- _PROBLEM DETAILS_
Write out the entire listing below exactly, with the pictures left out.

- _DATA PROVIDED_
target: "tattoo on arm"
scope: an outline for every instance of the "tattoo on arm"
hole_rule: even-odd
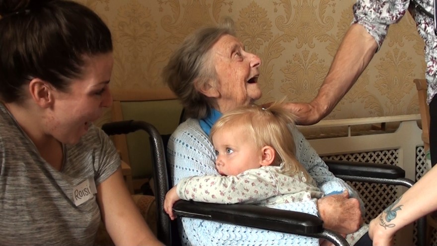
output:
[[[397,204],[399,201],[401,200],[402,197],[401,196],[397,200],[396,200],[392,204],[389,206],[387,208],[386,208],[381,214],[379,215],[379,225],[387,229],[388,228],[394,227],[396,226],[396,224],[388,224],[388,222],[390,222],[392,220],[395,219],[396,217],[396,211],[398,210],[401,210],[401,207],[403,205],[399,205],[398,206],[395,207],[395,206]],[[382,214],[385,213],[385,220],[384,221],[384,219],[382,218]]]

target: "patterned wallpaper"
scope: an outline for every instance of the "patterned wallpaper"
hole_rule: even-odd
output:
[[[354,0],[78,0],[111,29],[113,91],[165,87],[160,73],[187,34],[223,16],[262,61],[264,102],[316,94],[352,17]],[[327,119],[419,112],[414,78],[424,78],[423,42],[407,14]]]

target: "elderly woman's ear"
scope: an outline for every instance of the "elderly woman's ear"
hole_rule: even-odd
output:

- _RESPONSE_
target: "tattoo on arm"
scope: an outline for every instance of the "tattoo on arm"
hole_rule: even-odd
output:
[[[397,204],[399,201],[401,200],[402,197],[401,196],[397,200],[396,200],[392,204],[389,206],[387,208],[386,208],[381,214],[379,215],[379,225],[387,229],[388,228],[394,227],[396,226],[396,224],[388,224],[388,222],[390,222],[392,220],[395,219],[396,217],[396,211],[398,210],[401,210],[401,207],[403,205],[399,205],[398,206],[395,207],[395,206]],[[382,214],[385,213],[385,220],[384,221],[384,219],[382,218]]]

target: "patterned wallpaper"
scope: an outline for every instance of the "patterned wallpaper"
hole_rule: even-odd
output:
[[[354,0],[78,0],[111,29],[113,91],[165,87],[160,73],[187,34],[223,16],[262,61],[264,102],[316,94],[352,17]],[[327,119],[419,112],[414,78],[424,78],[423,42],[407,14]]]

target: "elderly woman's ear"
scope: an outline for every instance of the "elderly woman's ear"
hole_rule: even-odd
output:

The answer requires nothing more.